* _Exercise task_: Reproduce, word for word, the stretch of entries below from the line containing "of the concrete" through the line containing "[(952, 356), (37, 356)]", both ends included.
>> Start
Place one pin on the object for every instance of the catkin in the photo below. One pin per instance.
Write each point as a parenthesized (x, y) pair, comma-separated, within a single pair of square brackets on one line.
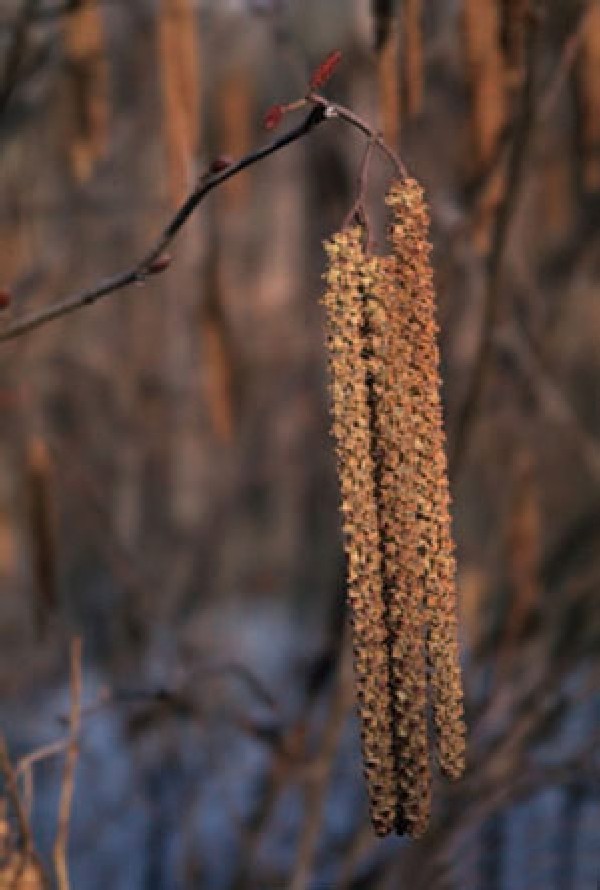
[(352, 431), (427, 470), (387, 422), (398, 501)]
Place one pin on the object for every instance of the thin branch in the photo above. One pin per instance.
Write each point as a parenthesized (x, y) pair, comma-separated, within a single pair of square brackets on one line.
[(332, 109), (153, 261), (12, 791), (156, 260), (68, 781), (358, 211)]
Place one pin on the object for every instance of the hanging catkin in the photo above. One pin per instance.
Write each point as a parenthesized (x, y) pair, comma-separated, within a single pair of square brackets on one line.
[(387, 423), (588, 80), (427, 470), (179, 57), (353, 434), (86, 87)]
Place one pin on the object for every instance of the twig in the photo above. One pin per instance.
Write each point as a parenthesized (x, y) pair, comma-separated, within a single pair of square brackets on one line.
[(332, 109), (156, 259), (25, 764), (12, 790), (66, 794), (358, 211)]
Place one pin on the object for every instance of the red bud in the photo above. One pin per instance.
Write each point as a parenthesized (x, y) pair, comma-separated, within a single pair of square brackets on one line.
[(322, 74), (273, 117)]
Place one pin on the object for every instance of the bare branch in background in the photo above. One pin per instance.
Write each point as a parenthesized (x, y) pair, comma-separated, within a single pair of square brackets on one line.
[(68, 780)]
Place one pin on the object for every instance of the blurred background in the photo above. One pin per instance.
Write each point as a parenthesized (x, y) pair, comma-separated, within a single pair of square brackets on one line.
[(167, 483)]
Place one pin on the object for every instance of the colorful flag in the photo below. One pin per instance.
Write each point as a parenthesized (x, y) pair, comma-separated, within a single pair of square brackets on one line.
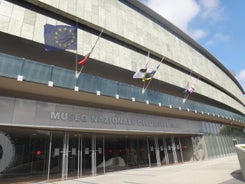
[(141, 72), (149, 76), (60, 37), (84, 60)]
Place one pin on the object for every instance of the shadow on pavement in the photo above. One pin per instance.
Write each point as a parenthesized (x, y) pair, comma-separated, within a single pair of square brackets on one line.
[(237, 178)]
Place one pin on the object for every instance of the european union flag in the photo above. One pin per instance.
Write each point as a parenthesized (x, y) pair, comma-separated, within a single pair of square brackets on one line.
[(60, 37)]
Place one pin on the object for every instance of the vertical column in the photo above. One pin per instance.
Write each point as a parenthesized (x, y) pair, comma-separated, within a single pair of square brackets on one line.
[(81, 157), (65, 156), (148, 150), (49, 156), (181, 152), (94, 168), (174, 150), (165, 151), (157, 151)]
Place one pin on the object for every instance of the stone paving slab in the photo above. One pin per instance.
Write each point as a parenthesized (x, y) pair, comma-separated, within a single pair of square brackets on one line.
[(225, 170)]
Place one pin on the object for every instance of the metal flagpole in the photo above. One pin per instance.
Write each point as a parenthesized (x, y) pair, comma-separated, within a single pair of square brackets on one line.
[(76, 57), (144, 89), (88, 55)]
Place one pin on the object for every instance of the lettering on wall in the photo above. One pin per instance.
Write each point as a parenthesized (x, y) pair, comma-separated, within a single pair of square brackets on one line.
[(115, 120)]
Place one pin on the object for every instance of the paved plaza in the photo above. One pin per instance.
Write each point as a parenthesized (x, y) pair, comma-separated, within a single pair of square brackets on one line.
[(225, 170)]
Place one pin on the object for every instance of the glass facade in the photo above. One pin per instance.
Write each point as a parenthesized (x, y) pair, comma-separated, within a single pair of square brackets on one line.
[(32, 71), (41, 155)]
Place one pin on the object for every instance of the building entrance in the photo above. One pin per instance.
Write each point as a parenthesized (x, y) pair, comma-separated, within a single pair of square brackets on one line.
[(47, 155)]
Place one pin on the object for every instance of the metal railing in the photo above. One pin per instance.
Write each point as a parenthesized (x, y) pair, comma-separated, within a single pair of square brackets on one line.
[(32, 71)]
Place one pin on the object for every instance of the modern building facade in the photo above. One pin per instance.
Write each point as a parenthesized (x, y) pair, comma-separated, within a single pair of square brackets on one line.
[(55, 125)]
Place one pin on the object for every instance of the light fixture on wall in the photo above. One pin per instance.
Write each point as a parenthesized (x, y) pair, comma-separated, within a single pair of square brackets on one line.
[(20, 78), (98, 93), (76, 88), (50, 83)]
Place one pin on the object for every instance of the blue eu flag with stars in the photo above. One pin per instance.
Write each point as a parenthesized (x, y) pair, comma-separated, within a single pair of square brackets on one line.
[(60, 37)]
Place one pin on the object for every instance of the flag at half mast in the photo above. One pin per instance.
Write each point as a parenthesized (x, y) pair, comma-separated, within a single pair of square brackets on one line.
[(149, 76), (60, 37)]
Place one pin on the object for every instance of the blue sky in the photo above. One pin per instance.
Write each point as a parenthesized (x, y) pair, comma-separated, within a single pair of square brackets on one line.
[(217, 25)]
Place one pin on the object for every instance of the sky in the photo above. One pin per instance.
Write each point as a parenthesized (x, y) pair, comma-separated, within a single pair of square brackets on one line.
[(217, 25)]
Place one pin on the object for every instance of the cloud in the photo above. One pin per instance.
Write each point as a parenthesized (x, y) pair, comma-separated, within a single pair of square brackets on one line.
[(179, 12), (241, 78), (217, 38), (197, 34), (211, 9), (183, 13)]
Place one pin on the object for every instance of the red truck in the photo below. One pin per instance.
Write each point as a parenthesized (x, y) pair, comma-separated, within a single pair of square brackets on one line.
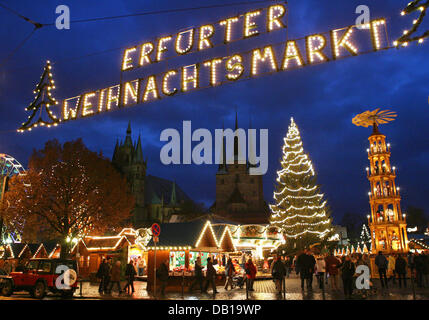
[(40, 276)]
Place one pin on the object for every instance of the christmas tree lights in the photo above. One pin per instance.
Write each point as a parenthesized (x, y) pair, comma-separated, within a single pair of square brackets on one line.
[(365, 238), (414, 6), (43, 101), (300, 209)]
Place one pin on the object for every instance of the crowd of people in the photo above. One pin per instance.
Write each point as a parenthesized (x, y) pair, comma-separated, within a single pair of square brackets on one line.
[(391, 269), (234, 277), (109, 274)]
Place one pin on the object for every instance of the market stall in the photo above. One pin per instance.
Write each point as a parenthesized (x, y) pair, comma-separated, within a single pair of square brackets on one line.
[(180, 244)]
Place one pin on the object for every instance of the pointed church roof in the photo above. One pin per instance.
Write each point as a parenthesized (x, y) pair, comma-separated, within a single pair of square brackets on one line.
[(128, 140), (173, 194), (236, 196), (223, 168), (163, 188), (115, 152), (252, 153), (236, 138), (139, 152)]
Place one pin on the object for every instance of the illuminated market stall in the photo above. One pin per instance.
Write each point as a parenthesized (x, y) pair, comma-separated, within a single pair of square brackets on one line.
[(180, 244)]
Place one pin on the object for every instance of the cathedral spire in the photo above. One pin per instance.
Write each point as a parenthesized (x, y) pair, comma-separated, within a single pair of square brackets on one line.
[(252, 153), (139, 151), (128, 140), (115, 152), (173, 194), (236, 137), (129, 128), (222, 160)]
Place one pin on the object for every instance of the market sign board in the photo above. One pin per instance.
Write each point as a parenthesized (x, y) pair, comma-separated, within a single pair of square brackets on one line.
[(312, 49)]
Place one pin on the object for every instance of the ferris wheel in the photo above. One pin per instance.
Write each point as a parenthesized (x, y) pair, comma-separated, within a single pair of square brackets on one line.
[(9, 166)]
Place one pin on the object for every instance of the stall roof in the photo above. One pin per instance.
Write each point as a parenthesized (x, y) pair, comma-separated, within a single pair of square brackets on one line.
[(179, 234)]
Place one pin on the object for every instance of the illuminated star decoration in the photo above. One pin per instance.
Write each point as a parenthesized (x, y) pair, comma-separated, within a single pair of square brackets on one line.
[(42, 101), (407, 36), (369, 118)]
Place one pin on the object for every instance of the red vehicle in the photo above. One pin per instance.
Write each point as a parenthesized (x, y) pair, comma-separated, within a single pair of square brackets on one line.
[(40, 276)]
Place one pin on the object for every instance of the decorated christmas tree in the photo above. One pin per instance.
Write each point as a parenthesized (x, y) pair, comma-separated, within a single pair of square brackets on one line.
[(42, 103), (365, 237), (300, 209)]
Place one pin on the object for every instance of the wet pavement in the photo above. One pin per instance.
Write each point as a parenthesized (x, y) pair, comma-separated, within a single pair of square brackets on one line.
[(263, 290)]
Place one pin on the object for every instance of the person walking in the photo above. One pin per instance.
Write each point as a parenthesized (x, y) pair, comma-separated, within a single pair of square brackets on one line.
[(162, 275), (391, 268), (7, 267), (401, 270), (229, 273), (103, 274), (198, 276), (288, 266), (251, 273), (130, 273), (347, 272), (382, 263), (278, 273), (305, 265), (410, 260), (243, 260), (140, 268), (425, 269), (210, 276), (419, 265), (116, 277), (332, 268), (320, 270)]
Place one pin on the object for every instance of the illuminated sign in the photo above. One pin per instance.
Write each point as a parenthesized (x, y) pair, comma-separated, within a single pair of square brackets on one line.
[(269, 59)]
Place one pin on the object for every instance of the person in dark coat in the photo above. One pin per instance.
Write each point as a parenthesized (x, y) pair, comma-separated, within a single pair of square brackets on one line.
[(288, 266), (305, 265), (347, 272), (102, 274), (401, 270), (250, 273), (229, 273), (130, 273), (278, 273), (210, 276), (426, 269), (332, 264), (162, 275), (198, 276), (115, 277), (381, 263)]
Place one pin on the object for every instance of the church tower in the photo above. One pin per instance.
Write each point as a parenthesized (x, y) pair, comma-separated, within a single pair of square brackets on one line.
[(128, 159), (239, 195), (387, 223)]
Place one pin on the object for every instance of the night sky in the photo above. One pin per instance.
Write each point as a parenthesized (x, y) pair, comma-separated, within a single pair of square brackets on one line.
[(323, 99)]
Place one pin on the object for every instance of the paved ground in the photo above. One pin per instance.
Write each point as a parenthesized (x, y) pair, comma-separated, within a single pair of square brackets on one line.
[(264, 290)]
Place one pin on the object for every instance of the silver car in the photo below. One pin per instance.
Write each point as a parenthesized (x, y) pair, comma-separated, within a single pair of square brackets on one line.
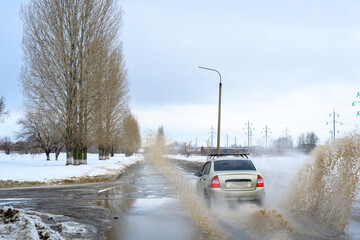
[(231, 178)]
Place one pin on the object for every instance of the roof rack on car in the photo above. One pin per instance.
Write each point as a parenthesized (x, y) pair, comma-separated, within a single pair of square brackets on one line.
[(229, 154)]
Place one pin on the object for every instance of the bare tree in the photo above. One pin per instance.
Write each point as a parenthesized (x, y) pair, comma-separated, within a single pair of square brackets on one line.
[(41, 131), (64, 44), (131, 135), (6, 145), (3, 111)]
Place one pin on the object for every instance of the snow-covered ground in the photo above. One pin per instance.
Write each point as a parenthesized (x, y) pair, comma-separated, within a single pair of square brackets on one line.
[(25, 224), (34, 167)]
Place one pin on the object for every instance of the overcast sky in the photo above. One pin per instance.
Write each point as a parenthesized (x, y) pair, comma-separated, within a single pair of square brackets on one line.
[(283, 63)]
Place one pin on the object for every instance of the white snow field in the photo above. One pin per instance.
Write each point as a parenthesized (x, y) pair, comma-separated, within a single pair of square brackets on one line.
[(34, 167)]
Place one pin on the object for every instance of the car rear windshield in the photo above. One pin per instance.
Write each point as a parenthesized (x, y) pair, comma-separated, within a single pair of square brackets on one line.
[(233, 165)]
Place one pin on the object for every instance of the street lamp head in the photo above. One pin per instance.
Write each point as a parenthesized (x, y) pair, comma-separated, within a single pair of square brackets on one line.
[(211, 69)]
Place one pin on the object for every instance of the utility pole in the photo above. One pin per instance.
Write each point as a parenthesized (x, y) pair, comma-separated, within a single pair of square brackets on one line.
[(227, 138), (266, 132), (353, 105), (219, 109), (334, 122), (249, 133), (286, 132), (212, 131), (287, 136)]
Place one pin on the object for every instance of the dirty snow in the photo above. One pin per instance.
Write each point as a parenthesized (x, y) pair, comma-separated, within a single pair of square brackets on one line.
[(25, 224), (34, 167)]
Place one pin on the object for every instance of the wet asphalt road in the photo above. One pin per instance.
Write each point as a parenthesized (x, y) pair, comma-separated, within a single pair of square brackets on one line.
[(138, 205)]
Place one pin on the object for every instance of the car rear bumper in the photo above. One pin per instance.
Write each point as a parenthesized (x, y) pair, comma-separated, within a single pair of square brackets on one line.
[(257, 194)]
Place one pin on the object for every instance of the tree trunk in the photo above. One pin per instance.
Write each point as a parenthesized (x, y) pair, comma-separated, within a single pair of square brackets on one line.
[(57, 153), (112, 152), (69, 157), (47, 152), (85, 155)]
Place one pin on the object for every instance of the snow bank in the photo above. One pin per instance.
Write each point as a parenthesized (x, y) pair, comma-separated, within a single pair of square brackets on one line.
[(24, 224), (192, 158), (34, 167)]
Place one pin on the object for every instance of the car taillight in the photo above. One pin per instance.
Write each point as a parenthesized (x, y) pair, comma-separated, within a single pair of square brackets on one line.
[(260, 182), (215, 182)]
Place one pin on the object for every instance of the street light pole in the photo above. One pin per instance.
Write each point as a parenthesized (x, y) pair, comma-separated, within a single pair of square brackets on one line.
[(219, 111)]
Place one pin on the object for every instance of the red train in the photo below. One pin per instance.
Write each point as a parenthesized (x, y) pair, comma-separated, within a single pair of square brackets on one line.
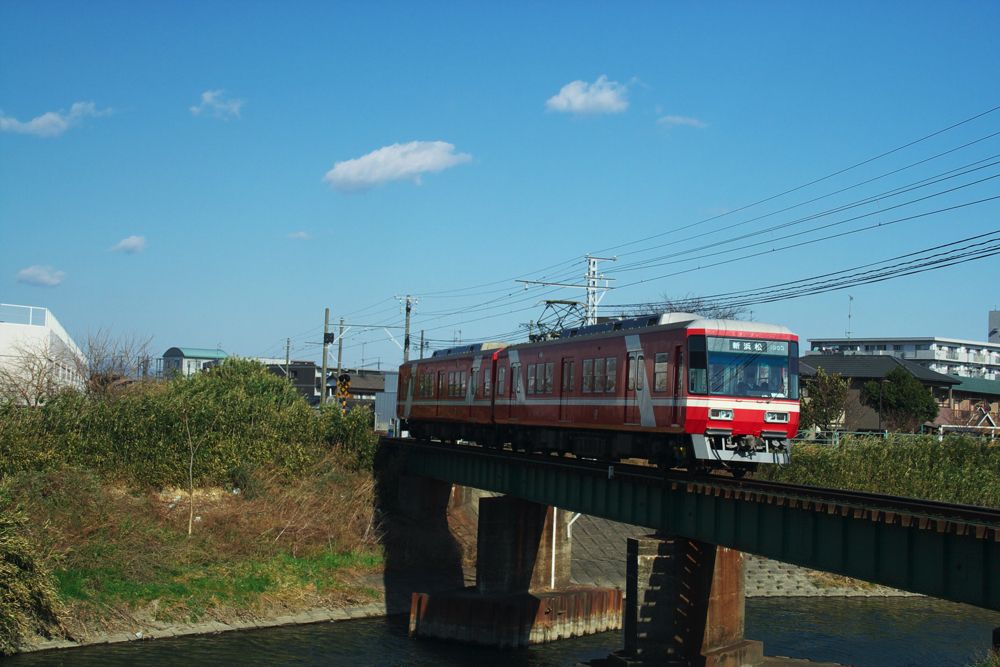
[(674, 389)]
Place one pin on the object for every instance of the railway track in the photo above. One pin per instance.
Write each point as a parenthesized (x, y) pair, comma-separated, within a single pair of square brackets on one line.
[(984, 522)]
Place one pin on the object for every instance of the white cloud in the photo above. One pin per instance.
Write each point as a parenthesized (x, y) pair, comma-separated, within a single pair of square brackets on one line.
[(40, 276), (52, 123), (130, 245), (580, 97), (397, 162), (682, 120), (214, 102)]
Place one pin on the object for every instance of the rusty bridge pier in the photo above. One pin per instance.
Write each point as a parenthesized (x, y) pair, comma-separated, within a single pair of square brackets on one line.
[(523, 593), (684, 605)]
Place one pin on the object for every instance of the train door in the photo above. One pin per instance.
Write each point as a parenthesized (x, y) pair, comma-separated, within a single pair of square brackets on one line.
[(677, 413), (634, 380), (567, 381), (474, 386), (440, 395), (516, 390)]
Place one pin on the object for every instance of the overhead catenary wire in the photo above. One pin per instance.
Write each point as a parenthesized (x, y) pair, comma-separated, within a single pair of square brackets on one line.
[(505, 300)]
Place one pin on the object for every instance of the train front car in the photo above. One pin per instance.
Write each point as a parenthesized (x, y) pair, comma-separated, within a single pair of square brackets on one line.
[(742, 403)]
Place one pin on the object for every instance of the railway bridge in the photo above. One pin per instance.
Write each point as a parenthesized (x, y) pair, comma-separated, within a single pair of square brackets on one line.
[(686, 579)]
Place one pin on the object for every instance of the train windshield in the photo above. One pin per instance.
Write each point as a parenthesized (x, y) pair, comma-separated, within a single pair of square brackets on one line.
[(749, 367)]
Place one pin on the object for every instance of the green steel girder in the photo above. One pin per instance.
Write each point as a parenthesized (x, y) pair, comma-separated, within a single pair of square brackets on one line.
[(947, 565)]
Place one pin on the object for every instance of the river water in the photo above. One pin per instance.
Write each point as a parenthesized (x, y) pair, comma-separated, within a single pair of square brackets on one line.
[(881, 632)]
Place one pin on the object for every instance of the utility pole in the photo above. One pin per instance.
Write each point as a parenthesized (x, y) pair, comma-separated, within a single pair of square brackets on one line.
[(409, 301), (340, 346), (592, 287), (850, 303), (326, 343), (595, 292)]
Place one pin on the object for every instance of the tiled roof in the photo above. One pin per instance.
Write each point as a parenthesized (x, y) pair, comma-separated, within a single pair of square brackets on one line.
[(195, 353), (870, 366), (977, 386)]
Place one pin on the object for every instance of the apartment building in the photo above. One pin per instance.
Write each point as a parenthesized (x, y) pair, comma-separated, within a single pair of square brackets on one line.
[(37, 355)]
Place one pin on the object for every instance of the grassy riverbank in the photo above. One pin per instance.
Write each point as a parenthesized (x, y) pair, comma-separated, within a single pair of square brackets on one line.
[(217, 497), (122, 559), (956, 469)]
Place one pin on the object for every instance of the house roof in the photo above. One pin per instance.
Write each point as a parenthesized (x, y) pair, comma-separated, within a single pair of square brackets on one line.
[(870, 366), (195, 353), (977, 386)]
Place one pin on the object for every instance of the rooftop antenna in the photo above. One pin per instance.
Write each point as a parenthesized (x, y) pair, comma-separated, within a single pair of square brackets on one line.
[(850, 302)]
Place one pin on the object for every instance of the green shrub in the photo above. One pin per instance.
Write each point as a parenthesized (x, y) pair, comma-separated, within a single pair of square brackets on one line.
[(28, 603), (957, 469), (233, 416), (351, 433)]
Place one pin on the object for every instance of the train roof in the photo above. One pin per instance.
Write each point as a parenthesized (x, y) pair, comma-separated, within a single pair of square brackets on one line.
[(471, 348), (662, 322)]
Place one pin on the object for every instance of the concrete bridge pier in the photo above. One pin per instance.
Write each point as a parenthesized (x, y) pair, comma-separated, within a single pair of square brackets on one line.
[(684, 605), (523, 593)]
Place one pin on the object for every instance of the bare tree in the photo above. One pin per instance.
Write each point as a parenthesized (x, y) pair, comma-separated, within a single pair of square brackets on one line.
[(701, 306), (33, 372), (111, 363)]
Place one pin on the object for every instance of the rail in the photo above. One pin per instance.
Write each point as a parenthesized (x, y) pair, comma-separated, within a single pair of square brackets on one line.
[(933, 548)]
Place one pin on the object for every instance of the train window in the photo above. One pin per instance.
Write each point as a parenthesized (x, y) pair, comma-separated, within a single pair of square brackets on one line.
[(661, 381), (568, 382)]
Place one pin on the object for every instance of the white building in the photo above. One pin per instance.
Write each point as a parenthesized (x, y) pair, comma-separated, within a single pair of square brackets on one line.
[(952, 356), (37, 356)]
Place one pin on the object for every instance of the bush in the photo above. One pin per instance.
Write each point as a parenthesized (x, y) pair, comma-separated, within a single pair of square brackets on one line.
[(352, 434), (957, 469), (237, 415), (28, 603)]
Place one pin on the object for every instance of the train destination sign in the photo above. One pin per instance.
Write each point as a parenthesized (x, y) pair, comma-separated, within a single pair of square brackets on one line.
[(750, 346)]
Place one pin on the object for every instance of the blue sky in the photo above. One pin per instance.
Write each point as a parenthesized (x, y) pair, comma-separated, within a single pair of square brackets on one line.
[(218, 173)]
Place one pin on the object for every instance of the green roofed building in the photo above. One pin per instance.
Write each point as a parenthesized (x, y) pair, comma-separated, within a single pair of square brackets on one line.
[(189, 360)]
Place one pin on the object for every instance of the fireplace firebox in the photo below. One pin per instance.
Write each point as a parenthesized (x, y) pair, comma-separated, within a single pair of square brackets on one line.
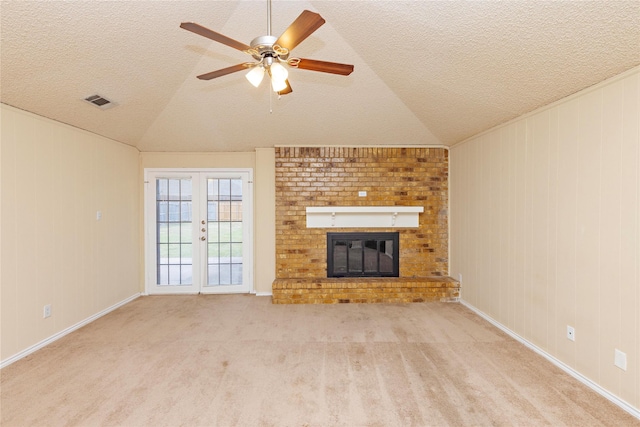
[(363, 255)]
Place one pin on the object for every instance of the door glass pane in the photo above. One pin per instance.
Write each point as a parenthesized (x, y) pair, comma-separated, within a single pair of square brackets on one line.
[(174, 213), (225, 235), (355, 255)]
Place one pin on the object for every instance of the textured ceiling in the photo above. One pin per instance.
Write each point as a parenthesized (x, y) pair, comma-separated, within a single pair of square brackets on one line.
[(426, 72)]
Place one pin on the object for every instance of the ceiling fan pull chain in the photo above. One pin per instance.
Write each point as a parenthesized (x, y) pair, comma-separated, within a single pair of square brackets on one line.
[(268, 17)]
>> End
* _The response_:
Place one pin on the object for every instance of the concrete bridge pier in the photo above. One pin per instance.
Write each point as a parenthesized (x, y) pair, comma-separated, within a single pair of square brackets on one line.
[(684, 605), (523, 593)]
Place one pin on the object for every instance of the bare tree in the photo above. One pin per instance.
Write each point as a parenthesized (x, y) pair, comma-separated, within a single pair of square brackets on one line.
[(701, 306), (33, 372), (111, 363)]
Place one pin on the object for every instance of the rail in the photo above. One pin per instance.
Write each point as a parenthesized (x, y) pair, comma-separated, within a single pair of square brackets on one line.
[(933, 548)]
Place one pin on the object for every instance of the train window in the photo above. One pin per instance.
Write each point as a parenthesized (x, y) pair, comma-separated, within a single pair of square brackets on one line.
[(661, 381), (568, 382)]
Place one pin on the object for every instance of the white building in the photo above. One pin per instance.
Write each point as a parenthesized (x, y) pair, comma-separated, within a single pair of square brackets on one line.
[(952, 356), (37, 356)]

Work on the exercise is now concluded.